## START Text extract

Aug 30, 2004 - 8:53 am 29. Catherine:

Samuel & Terrye

Assuming we’re talking about NYC, I just read last week, in the Westchester section, that the ratio of Democrats to Republicans is 5 to 1.

Republicans are now substantially outnumbered in Westchester, too. I think the ratio here is 4 Democrats for 3 Republicans, which is way higher than I would have pegged it. I would have said there’s me and then there’s George Bush’s cousin John, who, I discovered via the blogosphere, lives in my town. So that makes a total of 1 Republican in all of Westchester since I’m still a registered Democrat.)

Aug 30, 2004 - 8:57 am 30. jerry:

Catherine:

I have always attributed the “no feudalims, no socilaism” to Seymour Martin Lipsit. Learn something new every day.

Aug 30, 2004 - 9:00 am 31. Samuel:

Catherine

I heard that only 61% of New York Republicans are supporting Bush. It seems that New York is the inversion of the South. In North Carolina Democrats outnumber Republicans by more than 20%, yet Bush carried North Carolina by 13%.

## END Text extract
## START Data rows

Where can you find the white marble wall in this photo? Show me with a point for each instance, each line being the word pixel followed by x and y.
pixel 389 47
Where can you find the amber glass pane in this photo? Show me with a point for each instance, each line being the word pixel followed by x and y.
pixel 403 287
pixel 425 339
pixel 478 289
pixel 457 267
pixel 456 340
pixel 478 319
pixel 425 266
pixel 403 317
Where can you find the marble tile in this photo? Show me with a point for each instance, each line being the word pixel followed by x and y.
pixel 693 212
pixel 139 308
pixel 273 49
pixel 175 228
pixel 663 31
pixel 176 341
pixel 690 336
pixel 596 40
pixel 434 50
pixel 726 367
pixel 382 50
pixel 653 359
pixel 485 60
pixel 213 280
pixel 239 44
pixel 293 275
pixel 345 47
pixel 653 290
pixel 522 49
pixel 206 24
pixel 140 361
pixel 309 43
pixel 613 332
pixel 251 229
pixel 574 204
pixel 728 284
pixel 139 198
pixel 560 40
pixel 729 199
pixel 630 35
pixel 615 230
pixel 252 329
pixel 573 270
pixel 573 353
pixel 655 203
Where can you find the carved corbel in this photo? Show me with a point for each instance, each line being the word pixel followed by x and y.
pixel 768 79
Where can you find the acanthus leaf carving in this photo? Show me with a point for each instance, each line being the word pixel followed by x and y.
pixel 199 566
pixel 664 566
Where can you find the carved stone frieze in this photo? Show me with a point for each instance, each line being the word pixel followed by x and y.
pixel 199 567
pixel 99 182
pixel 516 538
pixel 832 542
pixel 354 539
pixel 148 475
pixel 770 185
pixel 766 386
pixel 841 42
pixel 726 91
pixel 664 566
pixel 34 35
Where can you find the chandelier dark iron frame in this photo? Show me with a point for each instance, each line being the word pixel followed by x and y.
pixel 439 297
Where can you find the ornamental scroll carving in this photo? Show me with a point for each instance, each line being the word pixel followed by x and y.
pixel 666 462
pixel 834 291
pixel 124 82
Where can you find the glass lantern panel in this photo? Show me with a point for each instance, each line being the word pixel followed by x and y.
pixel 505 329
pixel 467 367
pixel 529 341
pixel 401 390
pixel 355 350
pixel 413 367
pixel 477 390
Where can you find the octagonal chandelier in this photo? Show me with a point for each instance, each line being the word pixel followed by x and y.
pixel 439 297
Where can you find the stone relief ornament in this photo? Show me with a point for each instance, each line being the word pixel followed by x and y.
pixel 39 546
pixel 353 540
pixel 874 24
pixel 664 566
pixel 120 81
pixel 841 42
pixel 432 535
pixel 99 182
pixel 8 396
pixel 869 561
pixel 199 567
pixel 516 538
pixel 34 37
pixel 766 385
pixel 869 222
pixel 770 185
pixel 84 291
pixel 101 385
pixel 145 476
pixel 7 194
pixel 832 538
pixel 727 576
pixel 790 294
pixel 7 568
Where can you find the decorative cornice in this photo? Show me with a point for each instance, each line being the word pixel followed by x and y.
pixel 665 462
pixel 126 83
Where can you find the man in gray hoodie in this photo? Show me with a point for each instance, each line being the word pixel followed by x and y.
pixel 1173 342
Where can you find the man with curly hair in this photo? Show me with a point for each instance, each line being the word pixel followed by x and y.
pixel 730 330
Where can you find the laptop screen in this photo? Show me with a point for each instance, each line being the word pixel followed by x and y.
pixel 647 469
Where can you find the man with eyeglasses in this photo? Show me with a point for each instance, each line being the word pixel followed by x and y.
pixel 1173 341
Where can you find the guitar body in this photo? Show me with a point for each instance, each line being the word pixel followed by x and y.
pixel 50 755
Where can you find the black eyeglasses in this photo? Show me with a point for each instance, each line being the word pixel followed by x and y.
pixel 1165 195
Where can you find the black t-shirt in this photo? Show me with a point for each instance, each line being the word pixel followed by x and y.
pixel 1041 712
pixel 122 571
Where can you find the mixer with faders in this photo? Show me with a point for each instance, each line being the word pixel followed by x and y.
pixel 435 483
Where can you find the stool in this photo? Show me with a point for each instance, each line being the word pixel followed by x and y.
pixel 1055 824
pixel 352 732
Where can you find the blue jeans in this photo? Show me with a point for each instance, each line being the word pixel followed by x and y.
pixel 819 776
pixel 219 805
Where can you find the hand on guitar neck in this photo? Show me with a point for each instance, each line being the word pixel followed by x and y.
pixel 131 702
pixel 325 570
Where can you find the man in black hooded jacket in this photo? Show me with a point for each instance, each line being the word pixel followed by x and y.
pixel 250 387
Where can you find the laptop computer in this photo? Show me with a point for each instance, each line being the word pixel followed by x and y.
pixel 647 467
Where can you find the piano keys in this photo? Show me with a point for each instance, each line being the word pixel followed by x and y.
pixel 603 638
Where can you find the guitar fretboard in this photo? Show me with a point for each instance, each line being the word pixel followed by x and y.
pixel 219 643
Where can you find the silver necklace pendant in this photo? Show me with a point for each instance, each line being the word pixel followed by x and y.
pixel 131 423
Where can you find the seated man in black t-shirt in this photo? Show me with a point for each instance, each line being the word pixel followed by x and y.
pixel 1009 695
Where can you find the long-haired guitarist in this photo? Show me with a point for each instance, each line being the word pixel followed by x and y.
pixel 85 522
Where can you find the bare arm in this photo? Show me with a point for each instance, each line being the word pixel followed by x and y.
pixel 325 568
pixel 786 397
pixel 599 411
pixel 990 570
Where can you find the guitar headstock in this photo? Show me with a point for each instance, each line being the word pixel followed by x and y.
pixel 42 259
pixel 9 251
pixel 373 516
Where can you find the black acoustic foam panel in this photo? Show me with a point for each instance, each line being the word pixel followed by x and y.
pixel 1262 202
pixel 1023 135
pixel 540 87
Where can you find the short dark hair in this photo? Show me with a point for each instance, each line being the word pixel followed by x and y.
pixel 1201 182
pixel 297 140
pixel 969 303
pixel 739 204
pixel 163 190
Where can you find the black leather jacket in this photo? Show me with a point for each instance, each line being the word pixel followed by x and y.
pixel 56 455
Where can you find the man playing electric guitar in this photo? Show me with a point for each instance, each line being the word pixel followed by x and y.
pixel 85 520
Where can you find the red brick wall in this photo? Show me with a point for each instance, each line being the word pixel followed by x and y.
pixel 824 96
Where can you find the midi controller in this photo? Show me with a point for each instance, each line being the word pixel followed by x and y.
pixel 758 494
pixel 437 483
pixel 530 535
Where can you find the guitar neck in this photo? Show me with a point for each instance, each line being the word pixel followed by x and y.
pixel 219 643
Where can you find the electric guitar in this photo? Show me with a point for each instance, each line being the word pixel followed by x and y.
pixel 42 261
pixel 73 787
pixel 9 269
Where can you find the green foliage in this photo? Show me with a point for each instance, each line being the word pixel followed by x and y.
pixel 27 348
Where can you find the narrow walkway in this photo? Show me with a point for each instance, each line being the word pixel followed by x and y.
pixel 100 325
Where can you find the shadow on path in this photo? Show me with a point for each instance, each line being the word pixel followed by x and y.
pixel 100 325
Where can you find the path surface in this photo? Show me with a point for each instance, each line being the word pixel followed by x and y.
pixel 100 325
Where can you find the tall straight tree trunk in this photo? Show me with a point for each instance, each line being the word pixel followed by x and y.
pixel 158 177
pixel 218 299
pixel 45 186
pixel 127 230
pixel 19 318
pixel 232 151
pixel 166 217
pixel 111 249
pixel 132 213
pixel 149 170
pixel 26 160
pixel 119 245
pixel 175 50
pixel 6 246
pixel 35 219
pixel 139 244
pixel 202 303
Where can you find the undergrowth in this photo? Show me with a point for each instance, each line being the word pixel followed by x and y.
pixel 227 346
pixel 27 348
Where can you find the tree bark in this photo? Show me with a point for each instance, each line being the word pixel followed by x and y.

## END Data rows

→ **Aim of the task**
In the comment thread, why does Catherine conclude that her tally leaves only one Republican in all of Westchester? The rows are separate material, unrelated to the comment thread.

→ **Finished answer**
Catherine is still a registered Democrat, so she can't count herself as a Republican. That leaves only George Bush's cousin John, who lives in her town.